Coordinate labeling data
=====

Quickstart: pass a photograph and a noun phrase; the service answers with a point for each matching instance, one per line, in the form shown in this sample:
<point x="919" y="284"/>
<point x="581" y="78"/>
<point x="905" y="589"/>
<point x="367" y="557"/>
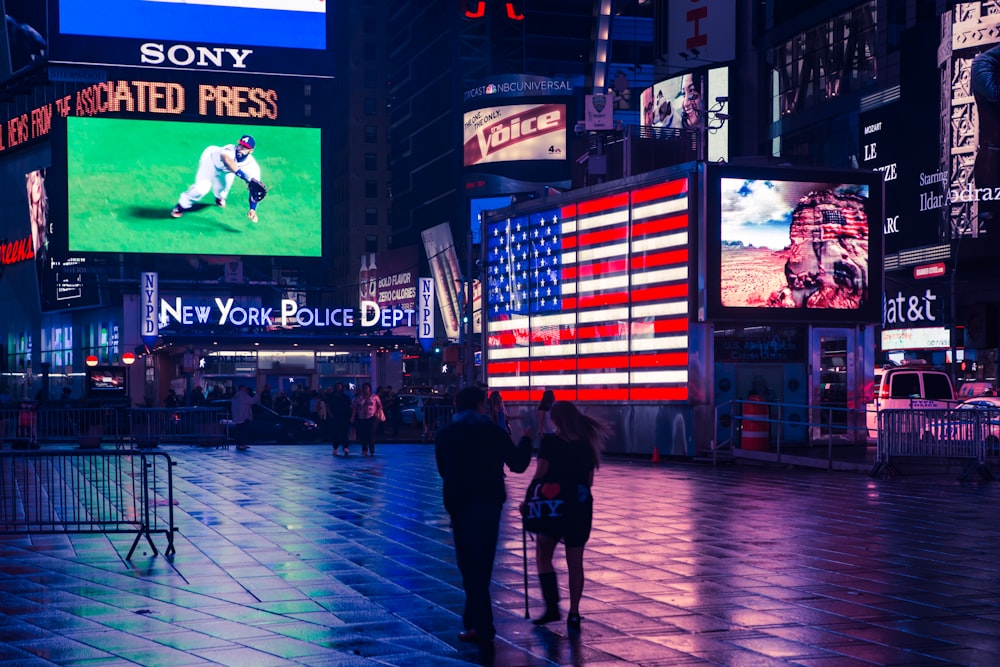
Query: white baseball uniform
<point x="215" y="176"/>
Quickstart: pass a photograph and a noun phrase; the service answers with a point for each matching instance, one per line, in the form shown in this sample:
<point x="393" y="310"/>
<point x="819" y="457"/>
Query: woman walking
<point x="568" y="457"/>
<point x="364" y="415"/>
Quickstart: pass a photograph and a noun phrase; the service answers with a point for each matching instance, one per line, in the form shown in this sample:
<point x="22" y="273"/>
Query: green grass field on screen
<point x="125" y="175"/>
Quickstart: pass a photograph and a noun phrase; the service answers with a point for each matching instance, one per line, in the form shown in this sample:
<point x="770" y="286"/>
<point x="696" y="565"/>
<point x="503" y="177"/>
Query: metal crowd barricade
<point x="31" y="424"/>
<point x="206" y="427"/>
<point x="103" y="491"/>
<point x="935" y="434"/>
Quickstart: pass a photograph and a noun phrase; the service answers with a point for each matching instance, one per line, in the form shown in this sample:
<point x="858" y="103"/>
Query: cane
<point x="524" y="553"/>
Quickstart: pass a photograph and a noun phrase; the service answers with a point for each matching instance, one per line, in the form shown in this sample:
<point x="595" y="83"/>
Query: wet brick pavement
<point x="288" y="556"/>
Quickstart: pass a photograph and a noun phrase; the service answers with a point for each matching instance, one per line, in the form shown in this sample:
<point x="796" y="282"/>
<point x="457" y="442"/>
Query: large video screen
<point x="62" y="283"/>
<point x="505" y="133"/>
<point x="697" y="100"/>
<point x="124" y="178"/>
<point x="259" y="36"/>
<point x="591" y="299"/>
<point x="800" y="246"/>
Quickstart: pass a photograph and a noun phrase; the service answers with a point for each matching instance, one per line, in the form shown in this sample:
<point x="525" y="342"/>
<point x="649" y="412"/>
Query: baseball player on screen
<point x="218" y="168"/>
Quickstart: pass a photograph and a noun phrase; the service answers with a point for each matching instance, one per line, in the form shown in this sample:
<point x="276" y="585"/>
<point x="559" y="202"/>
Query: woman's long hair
<point x="574" y="425"/>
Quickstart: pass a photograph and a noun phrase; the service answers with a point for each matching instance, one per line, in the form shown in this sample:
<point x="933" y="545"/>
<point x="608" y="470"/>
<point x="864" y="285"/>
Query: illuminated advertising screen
<point x="794" y="246"/>
<point x="124" y="178"/>
<point x="448" y="284"/>
<point x="591" y="298"/>
<point x="62" y="283"/>
<point x="515" y="134"/>
<point x="697" y="100"/>
<point x="246" y="36"/>
<point x="505" y="133"/>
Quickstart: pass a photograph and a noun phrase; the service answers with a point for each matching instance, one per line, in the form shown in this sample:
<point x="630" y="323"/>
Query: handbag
<point x="544" y="507"/>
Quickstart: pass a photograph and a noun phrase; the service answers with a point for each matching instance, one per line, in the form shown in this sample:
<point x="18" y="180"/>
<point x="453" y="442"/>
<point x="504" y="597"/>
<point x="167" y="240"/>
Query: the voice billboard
<point x="515" y="132"/>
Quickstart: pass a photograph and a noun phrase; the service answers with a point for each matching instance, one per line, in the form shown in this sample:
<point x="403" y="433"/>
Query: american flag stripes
<point x="591" y="299"/>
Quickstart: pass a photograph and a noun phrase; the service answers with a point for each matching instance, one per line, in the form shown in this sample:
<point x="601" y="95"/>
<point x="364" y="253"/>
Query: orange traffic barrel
<point x="756" y="431"/>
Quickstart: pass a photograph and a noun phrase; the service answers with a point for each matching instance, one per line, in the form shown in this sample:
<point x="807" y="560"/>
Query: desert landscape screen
<point x="793" y="244"/>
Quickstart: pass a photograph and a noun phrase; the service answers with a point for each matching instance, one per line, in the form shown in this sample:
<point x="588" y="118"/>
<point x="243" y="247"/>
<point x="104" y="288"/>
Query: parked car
<point x="911" y="385"/>
<point x="269" y="426"/>
<point x="977" y="419"/>
<point x="414" y="408"/>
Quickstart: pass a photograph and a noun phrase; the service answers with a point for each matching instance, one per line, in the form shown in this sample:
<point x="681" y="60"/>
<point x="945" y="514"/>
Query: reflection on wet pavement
<point x="287" y="555"/>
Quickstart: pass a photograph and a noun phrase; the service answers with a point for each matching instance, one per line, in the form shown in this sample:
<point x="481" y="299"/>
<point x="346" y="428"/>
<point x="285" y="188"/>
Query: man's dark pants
<point x="475" y="529"/>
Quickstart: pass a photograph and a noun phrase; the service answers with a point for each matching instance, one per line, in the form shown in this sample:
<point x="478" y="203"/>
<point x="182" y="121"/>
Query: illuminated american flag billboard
<point x="591" y="298"/>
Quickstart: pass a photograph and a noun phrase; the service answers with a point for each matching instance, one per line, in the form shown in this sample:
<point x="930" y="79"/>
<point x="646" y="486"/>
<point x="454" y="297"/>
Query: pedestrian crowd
<point x="474" y="452"/>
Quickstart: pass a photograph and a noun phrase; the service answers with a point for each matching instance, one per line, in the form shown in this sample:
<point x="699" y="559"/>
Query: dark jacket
<point x="471" y="452"/>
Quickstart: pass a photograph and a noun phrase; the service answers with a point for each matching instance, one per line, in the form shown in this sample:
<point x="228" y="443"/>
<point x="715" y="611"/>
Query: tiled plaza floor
<point x="289" y="556"/>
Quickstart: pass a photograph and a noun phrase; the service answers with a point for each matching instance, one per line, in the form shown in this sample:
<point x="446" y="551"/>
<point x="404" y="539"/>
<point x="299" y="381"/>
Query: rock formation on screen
<point x="827" y="260"/>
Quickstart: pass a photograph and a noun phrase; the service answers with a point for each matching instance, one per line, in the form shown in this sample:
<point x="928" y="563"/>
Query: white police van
<point x="911" y="385"/>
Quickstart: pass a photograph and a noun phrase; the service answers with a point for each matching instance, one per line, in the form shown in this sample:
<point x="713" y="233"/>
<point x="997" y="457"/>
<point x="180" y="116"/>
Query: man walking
<point x="242" y="408"/>
<point x="471" y="453"/>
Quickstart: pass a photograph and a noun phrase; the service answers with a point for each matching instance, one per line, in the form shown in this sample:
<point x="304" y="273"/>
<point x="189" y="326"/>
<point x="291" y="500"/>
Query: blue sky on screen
<point x="291" y="23"/>
<point x="759" y="212"/>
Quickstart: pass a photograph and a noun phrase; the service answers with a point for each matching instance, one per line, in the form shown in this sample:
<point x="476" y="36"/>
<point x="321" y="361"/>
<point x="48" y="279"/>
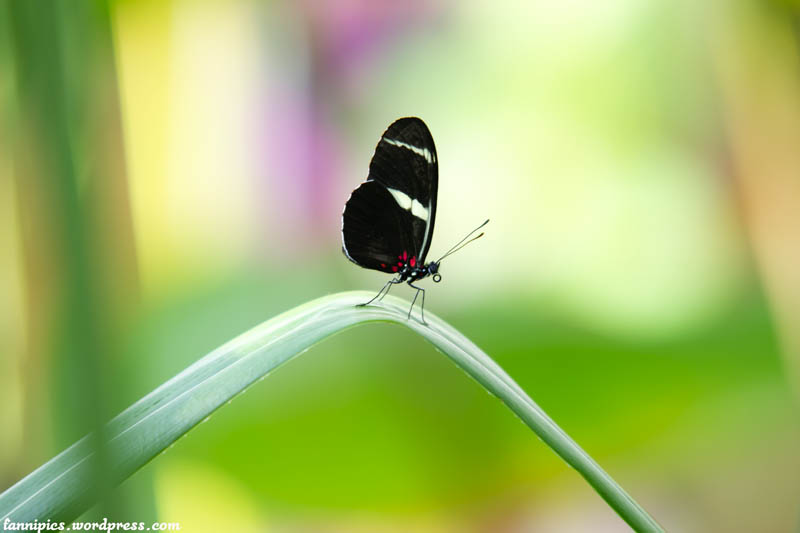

=====

**Your goal**. Find each line in the material above that contains the word "dark", treating uppercase and lowercase as different, and copy those lines out in full.

**Output for this task**.
Query: man's dark pants
Query: dark jacket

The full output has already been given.